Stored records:
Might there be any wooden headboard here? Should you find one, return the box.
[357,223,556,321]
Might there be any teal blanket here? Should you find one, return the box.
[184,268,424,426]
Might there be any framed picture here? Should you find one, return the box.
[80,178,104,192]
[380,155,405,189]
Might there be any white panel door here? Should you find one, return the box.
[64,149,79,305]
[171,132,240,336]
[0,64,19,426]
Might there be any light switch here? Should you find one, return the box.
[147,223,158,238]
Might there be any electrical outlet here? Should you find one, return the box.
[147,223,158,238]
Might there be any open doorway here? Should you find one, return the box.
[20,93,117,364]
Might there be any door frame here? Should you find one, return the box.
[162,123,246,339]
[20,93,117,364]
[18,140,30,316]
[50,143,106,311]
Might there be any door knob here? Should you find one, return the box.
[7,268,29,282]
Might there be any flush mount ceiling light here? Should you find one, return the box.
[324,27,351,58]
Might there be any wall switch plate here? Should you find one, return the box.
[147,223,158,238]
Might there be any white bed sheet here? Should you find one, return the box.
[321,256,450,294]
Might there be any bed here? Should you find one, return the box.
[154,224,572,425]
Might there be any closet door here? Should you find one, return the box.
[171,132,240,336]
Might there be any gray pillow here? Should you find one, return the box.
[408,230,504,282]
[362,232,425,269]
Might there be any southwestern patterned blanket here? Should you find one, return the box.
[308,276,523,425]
* * *
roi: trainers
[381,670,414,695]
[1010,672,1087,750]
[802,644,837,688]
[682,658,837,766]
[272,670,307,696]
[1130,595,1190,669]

(SET PROBLEM): Rewrite the part of the records that opens with the line containing "Might there be any flush" and closes with the line containing "[154,224,572,425]", requests included. Multiply every box coordinate in the answers by 0.9 and round to whole numbers, with halves rounding up.

(THE SOLUTION):
Might there be any flush mount ceiling light here? Should you find one, return the box.
[292,24,316,52]
Might there be any wall switch plate here? Should you find one, return the box.
[132,201,142,214]
Might there be any white bed sheet here? Should you find one, return the box.
[289,230,405,265]
Might there be any bed here? Should you find one, return the box.
[139,202,515,383]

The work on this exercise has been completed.